He succeeds in making clear what our rights are and how they are protected. The language of the book is so easy to understand, the reader is quickly drawn into each case.
There is the Hoffmann case of discrimination: South African Airways refused to allow a steward living with HIV/Aids to continue working. The Court found that this did constitute unfair discrimination and instructed SAA to allow him to work as a steward until his actual state of health indicated to the contrary.
Also in the Chapter on the Enforcement of socio-economic rights, there is the incredibly interesting Jordan case. Whatever one’s personal stance on prostitution – or sex work – the explanation of what the issues under debate actually were, and how the Judges differed, gives the reader a depth of understanding rarely if ever obtained from a media commentary.
The Port Elizabeth Municipality case about the eviction of poor black families from shacks, or the Grootboom case describing the desperation of people left without housing as a result of eviction, fire or flood are further examples of how the court gives effect to the principle of “human dignity”, which weaves through the cases – including the question of the rights of innocent children whose parents are sentenced.
The variety is so great: laughter is the question in the SAB versus Laugh it Off matter; and in another direction entirely, the Daniels case gave rights to women married by Muslim rites; the Prince case sought the right of Rastafarians to use dagga as part of their religious practice; and on another tack entirely, are the cases brought by same sex partners.
One can only hope that this book, which is so wonderfully easy to read, becomes a core text not only for legal students, but also for all secondary and tertiary students. For young people lured into our fast moving technology rich world, it is important to know from where we’ve come, and how much we still have to do to realise the values of our Constitution – Mrs Grootboom has now died without her family ever being adequately housed.
Buy a copy of this book and make a date with yourself to read it over one of the forthcoming public holidays.

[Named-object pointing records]
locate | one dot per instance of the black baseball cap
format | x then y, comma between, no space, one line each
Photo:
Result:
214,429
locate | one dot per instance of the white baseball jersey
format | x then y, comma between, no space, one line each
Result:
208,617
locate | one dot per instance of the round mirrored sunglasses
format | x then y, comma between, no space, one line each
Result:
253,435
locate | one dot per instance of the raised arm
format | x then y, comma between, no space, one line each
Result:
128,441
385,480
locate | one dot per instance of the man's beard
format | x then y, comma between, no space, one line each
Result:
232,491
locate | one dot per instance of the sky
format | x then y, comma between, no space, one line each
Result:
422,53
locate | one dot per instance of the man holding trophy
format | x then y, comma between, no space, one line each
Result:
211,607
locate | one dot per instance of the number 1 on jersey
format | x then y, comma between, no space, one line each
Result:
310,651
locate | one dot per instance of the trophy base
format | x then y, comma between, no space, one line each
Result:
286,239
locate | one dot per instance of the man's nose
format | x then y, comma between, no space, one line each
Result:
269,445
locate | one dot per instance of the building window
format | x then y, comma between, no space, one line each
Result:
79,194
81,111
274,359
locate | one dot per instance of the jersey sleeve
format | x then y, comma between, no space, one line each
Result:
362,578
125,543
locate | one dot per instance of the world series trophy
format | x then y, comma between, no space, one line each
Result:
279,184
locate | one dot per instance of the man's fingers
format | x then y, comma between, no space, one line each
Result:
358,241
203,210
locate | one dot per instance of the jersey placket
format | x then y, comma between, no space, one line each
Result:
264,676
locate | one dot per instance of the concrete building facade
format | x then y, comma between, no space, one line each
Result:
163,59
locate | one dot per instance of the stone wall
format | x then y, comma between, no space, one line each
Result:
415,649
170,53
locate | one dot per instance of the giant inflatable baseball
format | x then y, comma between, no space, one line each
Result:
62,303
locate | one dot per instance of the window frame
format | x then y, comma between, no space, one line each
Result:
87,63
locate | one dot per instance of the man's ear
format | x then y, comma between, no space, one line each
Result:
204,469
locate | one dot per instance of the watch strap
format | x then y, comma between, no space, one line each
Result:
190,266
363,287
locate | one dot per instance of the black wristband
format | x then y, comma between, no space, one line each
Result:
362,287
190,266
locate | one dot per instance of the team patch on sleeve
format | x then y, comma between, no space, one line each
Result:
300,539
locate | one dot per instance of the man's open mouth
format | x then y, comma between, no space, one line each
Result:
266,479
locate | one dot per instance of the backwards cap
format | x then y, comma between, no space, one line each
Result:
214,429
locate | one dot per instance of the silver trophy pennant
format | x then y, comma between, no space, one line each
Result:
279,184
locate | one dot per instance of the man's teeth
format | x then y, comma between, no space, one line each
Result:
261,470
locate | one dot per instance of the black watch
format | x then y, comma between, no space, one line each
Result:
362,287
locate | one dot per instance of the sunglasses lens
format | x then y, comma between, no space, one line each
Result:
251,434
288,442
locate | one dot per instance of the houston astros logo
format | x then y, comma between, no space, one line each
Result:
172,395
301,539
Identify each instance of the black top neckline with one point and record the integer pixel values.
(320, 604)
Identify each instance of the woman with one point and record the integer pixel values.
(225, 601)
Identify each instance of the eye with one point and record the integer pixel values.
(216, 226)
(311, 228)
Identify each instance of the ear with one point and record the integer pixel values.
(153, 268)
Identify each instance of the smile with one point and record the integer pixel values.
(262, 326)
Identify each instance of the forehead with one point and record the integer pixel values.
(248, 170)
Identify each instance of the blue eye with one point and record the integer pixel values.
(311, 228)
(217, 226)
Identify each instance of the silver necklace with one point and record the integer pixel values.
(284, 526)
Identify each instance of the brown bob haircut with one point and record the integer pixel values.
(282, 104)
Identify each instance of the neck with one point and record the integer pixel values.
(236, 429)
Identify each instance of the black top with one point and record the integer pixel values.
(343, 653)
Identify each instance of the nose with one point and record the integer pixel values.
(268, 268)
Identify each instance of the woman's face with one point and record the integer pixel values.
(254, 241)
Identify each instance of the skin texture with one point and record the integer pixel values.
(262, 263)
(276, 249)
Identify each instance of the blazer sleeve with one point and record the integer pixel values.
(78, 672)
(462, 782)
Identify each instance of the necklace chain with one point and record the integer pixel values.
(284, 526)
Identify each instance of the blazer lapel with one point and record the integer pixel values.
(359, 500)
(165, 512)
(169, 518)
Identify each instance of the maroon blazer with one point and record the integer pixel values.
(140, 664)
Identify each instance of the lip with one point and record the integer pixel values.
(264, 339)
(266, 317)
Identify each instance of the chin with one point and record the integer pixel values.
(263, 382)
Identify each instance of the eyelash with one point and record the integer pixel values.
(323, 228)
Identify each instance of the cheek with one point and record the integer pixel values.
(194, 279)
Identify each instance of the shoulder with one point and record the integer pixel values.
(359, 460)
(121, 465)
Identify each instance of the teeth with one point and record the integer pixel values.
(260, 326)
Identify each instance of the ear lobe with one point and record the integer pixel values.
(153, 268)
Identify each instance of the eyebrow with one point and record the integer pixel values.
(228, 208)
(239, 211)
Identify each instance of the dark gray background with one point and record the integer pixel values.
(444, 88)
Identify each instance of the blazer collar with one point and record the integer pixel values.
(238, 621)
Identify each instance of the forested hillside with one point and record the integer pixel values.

● **What you will do**
[1] According to the book review, what did the Court instruct South African Airways to do in the Hoffmann case?
[2] How would you render this sentence from the book review in Spanish: "Buy a copy of this book and make a date with yourself to read it over one of the forthcoming public holidays."
[3] Which court cases does the book review refer to by name?

● **Answers given**
[1] To allow him to work as a steward until his actual state of health indicated to the contrary.

[2] Compre un ejemplar de este libro y fíjese una cita consigo mismo para leerlo durante uno de los próximos días festivos.

[3]
- Hoffmann
- Jordan
- Port Elizabeth Municipality
- Grootboom
- SAB versus Laugh it Off
- Daniels
- Prince